> _Verilen metin_:
1
(bkz:
ben biraz içimi dökmek istiyorum)
bir yerden sonra bir şeylerden sonra,
yüreğini asit çukuruna atmışlar gibi çürürsün.
2
3
bir yerden sonra tercihin oluverir yalnızlık, yalnızsındır işte.
artık hayatın diğerleri gibi işlemeyecektir, onlar ışıksa sen karanlık, onlar bahçe ise sen çöl olacaksındır. kaçışı ya da çıkışı yoktur bunun, dediğim gibi tercihin oluverir yalnızlık.
4
ne yaparsan yap, ne söylersen söyle bazı şeyler eskisi gibi olamayacaktır. itiraz da edemezsin, sen seçmişsindir bütün bunları. pişman değil de yalnızca biraz buruksundur, bazen de böyle hiç tanımadığın insanlara derdini anlatmak istersin birkaç titrek
arasında..
5
mesela, önceleri uğradığın mekanların önünden geçerken bir tiksinti bulutu kaplar içini. özellikle bir şeyleri paylaştığın bir insanla gittiğin bir yerse orası, birazcık daha sızlar için işte, yanlış anlama özlediğinden değil, anıların çok lezzetli olmasındandır..
6
mesela, yılbaşı gibi 'özel' geceler çoktan 'genel' kategorisine girmiştir hayatında, silinmiştir yaşantından. doğum günün olduğunu bir başkasından öğrenirsin, giderek zevksiz bir adam olur çıkarsın.
7
mesela, en sevdiğin yemeği yerken bile artık bir an önce sigaramı içsem diye mırıldanırsın, sigaranın acısı yemeğin tadını çoktan sollamıştır bile.

> _Saklanan veri kayıtları_:
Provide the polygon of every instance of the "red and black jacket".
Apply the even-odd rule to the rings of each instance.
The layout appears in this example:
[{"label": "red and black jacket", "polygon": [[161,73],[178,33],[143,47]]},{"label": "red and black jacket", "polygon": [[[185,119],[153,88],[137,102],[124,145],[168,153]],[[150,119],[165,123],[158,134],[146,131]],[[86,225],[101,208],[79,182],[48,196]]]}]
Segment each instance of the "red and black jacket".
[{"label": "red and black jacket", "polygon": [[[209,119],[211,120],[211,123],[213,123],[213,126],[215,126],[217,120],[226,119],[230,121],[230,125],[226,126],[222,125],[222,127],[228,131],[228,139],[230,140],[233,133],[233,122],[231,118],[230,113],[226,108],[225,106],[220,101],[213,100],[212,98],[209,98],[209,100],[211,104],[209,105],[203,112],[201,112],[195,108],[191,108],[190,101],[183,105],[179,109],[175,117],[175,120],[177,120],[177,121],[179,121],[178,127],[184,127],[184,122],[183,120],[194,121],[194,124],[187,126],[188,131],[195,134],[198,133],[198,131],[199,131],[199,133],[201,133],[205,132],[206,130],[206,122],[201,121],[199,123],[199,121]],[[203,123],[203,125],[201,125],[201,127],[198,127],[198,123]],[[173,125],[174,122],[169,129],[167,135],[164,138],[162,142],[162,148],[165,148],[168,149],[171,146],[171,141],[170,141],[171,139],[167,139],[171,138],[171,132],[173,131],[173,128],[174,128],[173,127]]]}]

> _İstenen görevler_:
[A] Yalnızlık üzerine yazılmış metinde "bir yerden sonra bir" ile başlayıp "çok lezzetli olmasındandır.." ifadesine kadar süren bölümü harfi harfine aktar.
[B] Yalnızlık üzerine yazılmış metne, son cümlesinden sonra kaldığı yerden devam et.

> _Çözülen görevler_:
[A]
bir yerden sonra bir şeylerden sonra,
yüreğini asit çukuruna atmışlar gibi çürürsün.
2
3
bir yerden sonra tercihin oluverir yalnızlık, yalnızsındır işte.
artık hayatın diğerleri gibi işlemeyecektir, onlar ışıksa sen karanlık, onlar bahçe ise sen çöl olacaksındır. kaçışı ya da çıkışı yoktur bunun, dediğim gibi tercihin oluverir yalnızlık.
4
ne yaparsan yap, ne söylersen söyle bazı şeyler eskisi gibi olamayacaktır. itiraz da edemezsin, sen seçmişsindir bütün bunları. pişman değil de yalnızca biraz buruksundur, bazen de böyle hiç tanımadığın insanlara derdini anlatmak istersin birkaç titrek
arasında..
5
mesela, önceleri uğradığın mekanların önünden geçerken bir tiksinti bulutu kaplar içini. özellikle bir şeyleri paylaştığın bir insanla gittiğin bir yerse orası, birazcık daha sızlar için işte, yanlış anlama özlediğinden değil, anıların çok lezzetli olmasındandır..

[B]
8
mesela, canın deli gibi su içmek ister ama tuvaletinin gelmesini beklersin. o kadar bezmiş bir haldesindir ki, mutfağa giderken önce tuvalete uğrarsın, maksat bir taşla iki kuş vurmak, daha az hareket etmek işte.
9
mesela, telefonun çalar durur. açmazsın, açamazsın.. telefonun ucundaki duyacağın herhangi bir ses sana çoktan yabancılaşmıştır, kaldıramazsın.
10
mesela, beynine vurulmuş bir tokmak gibi evin zili çalmaya başlar, kapıyı açmaya gitmek dahi gelmez içinden. göreceğin hiçbir yüze ihtiyacın, hiçbir şeyi paylaşmaya heyecanın kalmamıştır.
11
mesela, sigara almak bile çok zor gelir. utana sıkıla bakkalı ararsın, tiz bir sesle 'kısa anadolu ve üç-beş tane kahve abi" dersin, sokağa çıkıp markete gitmeye halin kalmaz.
12
mesela, elektrik kesilince diğer insanlar gibi isyan çıkartmazsın. mis gibi mum ışığın vardır senin, o titrek alevin gölgesinde ağlamaya başlarsın sessizce.
13
mesela, bazen de bir şans vermek istersin insanlara. cebinde kalan son umudunu dağıtmak istersin sokak sokak, ama yok kolay değildir öyle. önce bir etrafı süzersin, ağzından salyarak saçarak kariyer planlayan insanlar sarmıştır caddeleri, eğlence arayan soytarılar türemiştir. yapamazsın, yaptırmazlar.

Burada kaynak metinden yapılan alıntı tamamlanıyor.